• **WHAT TO PRODUCE**: The entries that follow must be given again exactly, with no pictures kept.

• **AVAILABLE RECORDS**:
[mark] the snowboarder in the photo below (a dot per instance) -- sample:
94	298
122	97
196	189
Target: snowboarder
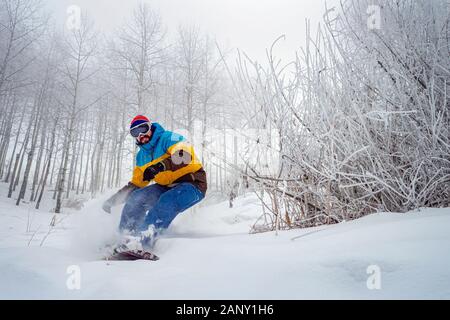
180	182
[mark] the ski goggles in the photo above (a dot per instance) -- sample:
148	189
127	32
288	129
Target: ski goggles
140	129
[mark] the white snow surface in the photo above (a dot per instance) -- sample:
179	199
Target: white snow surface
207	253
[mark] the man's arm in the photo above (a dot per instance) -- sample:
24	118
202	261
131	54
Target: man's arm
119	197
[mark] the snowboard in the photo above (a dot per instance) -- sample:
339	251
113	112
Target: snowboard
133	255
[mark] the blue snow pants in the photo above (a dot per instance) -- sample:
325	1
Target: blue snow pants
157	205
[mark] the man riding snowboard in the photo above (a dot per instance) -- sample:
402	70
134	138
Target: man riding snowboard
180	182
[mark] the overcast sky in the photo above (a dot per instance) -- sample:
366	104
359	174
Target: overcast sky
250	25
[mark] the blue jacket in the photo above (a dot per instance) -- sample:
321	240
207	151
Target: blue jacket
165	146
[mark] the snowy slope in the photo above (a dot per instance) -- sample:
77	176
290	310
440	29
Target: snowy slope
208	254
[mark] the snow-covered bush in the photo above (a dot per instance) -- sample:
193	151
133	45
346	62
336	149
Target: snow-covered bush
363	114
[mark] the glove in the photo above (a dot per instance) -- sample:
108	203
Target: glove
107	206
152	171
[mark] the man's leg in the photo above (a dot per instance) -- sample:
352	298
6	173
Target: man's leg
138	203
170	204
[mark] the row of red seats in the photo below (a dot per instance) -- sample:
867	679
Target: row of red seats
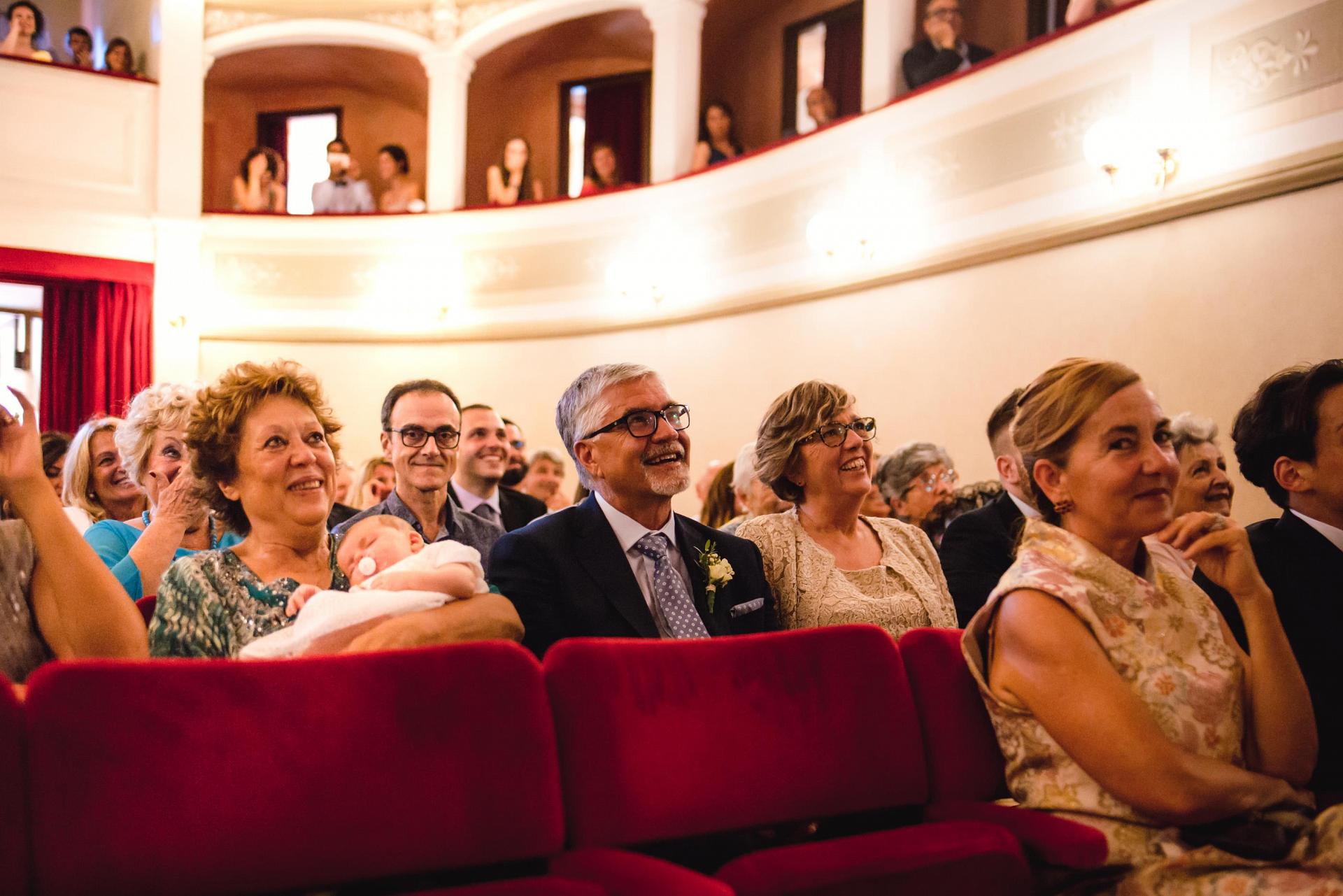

• **RESULT OF THE EXERCISE**:
[mark] the snowboarder in the photo below (a dot per instance) -- sample:
94	298
122	97
196	189
Target: snowboarder
180	182
[mark] the ski goggles in the photo above (a dot per instance) -- sample:
148	189
127	32
288	129
Target: ski goggles
140	129
[mark] the white snow surface in the photo above (a dot per instance) -- sample:
179	199
Target: white snow surface
207	253
[mark] the man's arm in the photo above (a dot per instance) -- sample:
24	118
202	261
131	54
Target: man's arm
119	197
[mark] the snowboard in the photo above (a dot per instance) -- sample:
339	251
113	112
Target: snowboard
133	255
[mark] the blue snow pants in the photo above (a dot per instance) -- sample:
325	1
Target: blue snow pants
157	205
[mark] the man riding snowboard in the photo above (a dot per instance) -- sample:
402	70
134	138
Target: man riding snowboard
180	182
[mark] the overcast sky in the photo above (a dot per instance) -- sample:
366	104
359	174
Target: overcast sky
250	25
[mark] the blue jacket in the photo above (a dot per instance) -- sample:
321	240
207	151
Target: blue jacket
165	146
[mark] the snowy slope in the photo above (a dot per instance) -- sample:
77	176
290	310
440	29
Target: snowy slope
208	254
[mark] the snow-covered bush in the photo above (a dot per instance) -- sample:
193	151
133	45
346	62
336	149
Target: snow-covered bush
363	114
[mark] the glove in the photo above (a dot per instance) -- sample:
108	203
Target: glove
107	206
152	171
[mark] the man's leg in the photo above (a dot per instance) -- sample:
352	298
6	173
Target: man's leg
138	203
170	204
[mark] the row of red seats in the photo below (a dot per instance) -- sample:
867	679
Target: row of red seats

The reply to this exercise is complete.